Dataset entries
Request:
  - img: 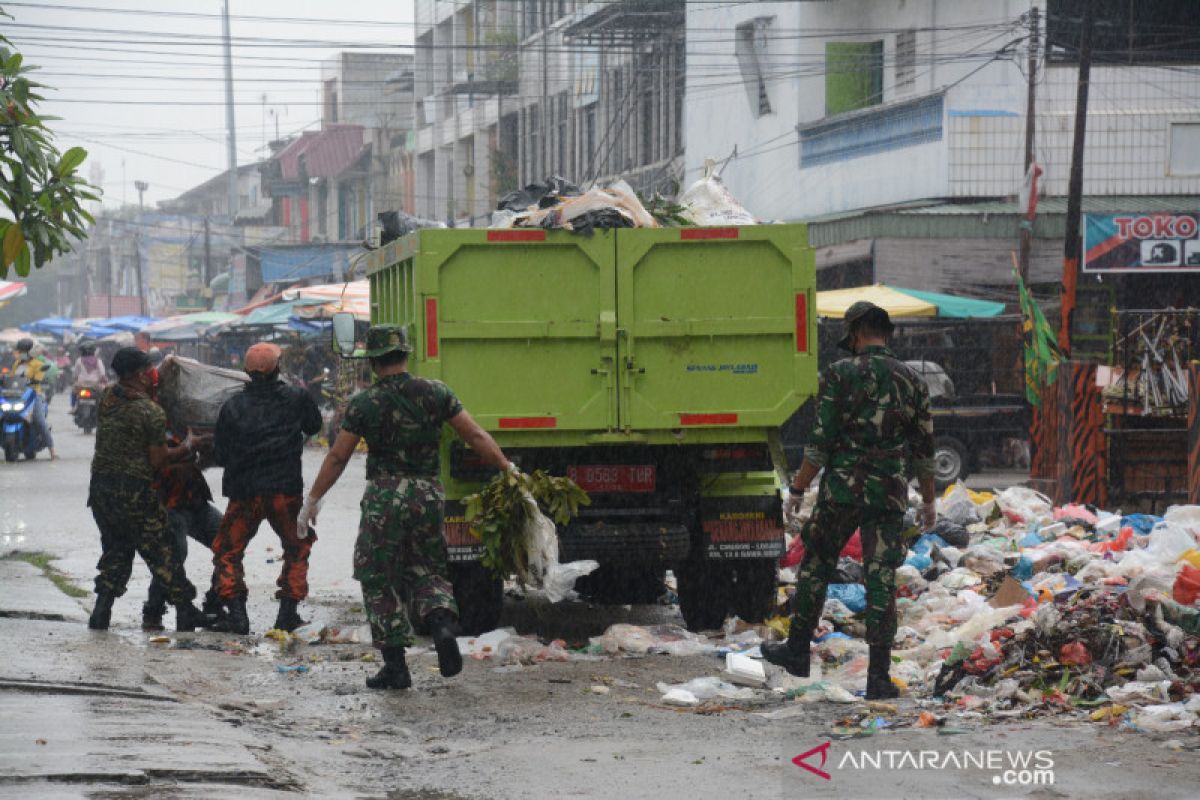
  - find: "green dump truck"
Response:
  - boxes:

● **Instruction**:
Rewrite all of the material above, changing "find" to "locate" and leaving everything else unchanged. Omit the pictures from your answer.

● **Problem solution**:
Request:
  - img: 
  - locate: "green dump truck"
Response:
  - boxes:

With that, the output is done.